* 文本节选 *
↓

#include<stdio.h>
#include<stdlib.h>
#include<math.h>
/*最小二乘法拟合n阶多项式*/
void fit(const float* x, const float* y, int num_point, int n, float* coeff, float* mse)
{
//判断拟合阶次是否合法
if (n >= num_point)
{
printf("多项式的阶次不能大于等于坐标点数!");
return;
}
//构造线性方程组Ax=b,为矩阵A 和b分配内存空间
float** A = (float**)malloc(sizeof(float*) * (n + 1));
for (int i = 0; i < n+1; i++)
{
A[i] = (float*)malloc(sizeof(float) * (n + 1));
}
float* b = (float*)malloc(sizeof(float) * (n + 1));
//构造矩阵A和b
for (int k = 0; k < n + 1; k++)
{
for (int j = 0; j <= n + 1; j++)
{
float sum1 = 0;
for (int i = 0; i < num_point; i++)
{
sum1 += float(pow(x[i], k) * pow(x[i], j));
}
A[k][j] = sum1;
}
float sum2 = 0;
for (int i = 0; i < num_point; i++)
{
sum2 += float(pow(x[i], k) * y[i]);
}
b[k] = sum2;
}
//采用高斯消元法,将矩阵A变换为对角矩阵
for (int k = 0; k < n; k++)
{
for (int i = k + 1; i < n + 1; i++)
{
float m = A[i][k] / A[k][k];
for (int j = k + 1; j < n + 1; j++)
{
A[i][j] = A[i][j] - m * A[k][j];
}
b[i] = b[i] - m * b[k];
}
}
//高斯消元法回代,求出多项式系数
coeff[n] = b[n] / A[n][n];
for (int i = n - 1; i >= 0; i--)
{
float sum3 = 0;
for (int j = i + 1; j < n + 1; j++)

↑

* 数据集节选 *
↓

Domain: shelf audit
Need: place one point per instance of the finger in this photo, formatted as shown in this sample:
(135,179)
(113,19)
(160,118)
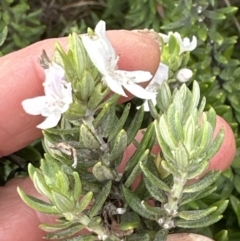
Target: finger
(22,77)
(187,237)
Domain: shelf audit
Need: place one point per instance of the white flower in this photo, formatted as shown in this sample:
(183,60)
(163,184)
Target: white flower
(184,75)
(160,76)
(57,98)
(185,44)
(104,57)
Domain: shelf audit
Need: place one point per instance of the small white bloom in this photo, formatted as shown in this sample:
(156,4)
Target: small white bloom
(57,98)
(185,44)
(184,75)
(160,76)
(104,57)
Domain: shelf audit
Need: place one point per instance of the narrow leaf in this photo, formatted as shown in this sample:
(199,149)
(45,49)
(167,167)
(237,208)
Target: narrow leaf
(135,203)
(154,180)
(100,199)
(37,204)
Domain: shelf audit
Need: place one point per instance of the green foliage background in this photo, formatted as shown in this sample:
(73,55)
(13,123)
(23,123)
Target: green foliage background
(216,63)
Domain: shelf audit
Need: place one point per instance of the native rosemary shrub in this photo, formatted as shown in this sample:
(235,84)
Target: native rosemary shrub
(215,64)
(79,173)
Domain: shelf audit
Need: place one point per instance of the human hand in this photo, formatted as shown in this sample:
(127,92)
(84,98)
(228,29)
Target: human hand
(21,78)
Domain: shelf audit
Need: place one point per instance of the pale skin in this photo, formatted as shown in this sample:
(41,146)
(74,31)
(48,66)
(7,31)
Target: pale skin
(21,77)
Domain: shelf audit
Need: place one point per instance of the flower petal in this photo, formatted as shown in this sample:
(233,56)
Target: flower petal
(114,85)
(34,106)
(161,74)
(139,91)
(50,121)
(184,75)
(133,76)
(100,50)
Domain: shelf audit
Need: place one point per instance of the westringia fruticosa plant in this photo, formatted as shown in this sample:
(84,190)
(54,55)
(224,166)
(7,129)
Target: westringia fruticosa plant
(85,138)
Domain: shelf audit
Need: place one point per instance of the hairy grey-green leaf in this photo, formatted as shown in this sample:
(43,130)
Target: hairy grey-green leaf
(62,203)
(196,214)
(84,202)
(136,170)
(204,182)
(156,192)
(100,199)
(120,144)
(135,203)
(119,125)
(146,143)
(153,179)
(88,137)
(37,204)
(103,172)
(200,223)
(135,125)
(65,233)
(161,235)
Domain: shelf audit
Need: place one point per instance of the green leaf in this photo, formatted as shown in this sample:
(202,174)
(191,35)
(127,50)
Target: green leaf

↑

* 任务清单 *
[A] 根据多项式拟合代码,回答下列问题:
(i) 当 n >= num_point 时,程序打印的提示语是什么?
(ii) 注释 "//采用高斯消元法,将矩阵A变换为对角矩阵" 下的循环用的是哪种方法?
(iii) 回代开始时,coeff[n] 由哪个表达式求得?
[B] 请从最后一行 "for (int j = i + 1; j < n + 1; j++)" 之后接着写多项式拟合代码。

* 各题答案 *
[A]
(i) "多项式的阶次不能大于等于坐标点数!"
(ii) 高斯消元法。
(iii) b[n] / A[n][n]

[B]
{
sum3 += A[i][j] * coeff[j];
}
coeff[i] = (b[i] - sum3) / A[i][i];
}
//求拟合的均方误差
float sum_sqr_err = 0;
for (int i = 0; i < num_point; i++)
{
float fx = 0;
for (int j = 0; j < n + 1; j++)
{
fx += coeff[j] * float(pow(x[i], j));
}
sum_sqr_err += (y[i] - fx) * (y[i] - fx);
}
*mse = sum_sqr_err / num_point;
//释放内存空间
/*
for (int i = 0; i < n + 1; i++)
{
free(A[i]);
}*/
free(A);
free(b);
}
int main()
{
float x[6]{ 1,2,4,6,8,10 };
float y[6]{ 1.8,3.7,8.2,12.0,15.8,20.2 };
int n = 2;//预估方程是二阶的,y=a0+a1*x+a2*x^2
int num_point = 6;
float coeff[3];//系数的个数为n+1,依次是a0,a1,a2
float mse;
fit(x, y, num_point, n, coeff, &mse);
printf("多项式系数:");
for (int i = 0; i < n + 1; i++)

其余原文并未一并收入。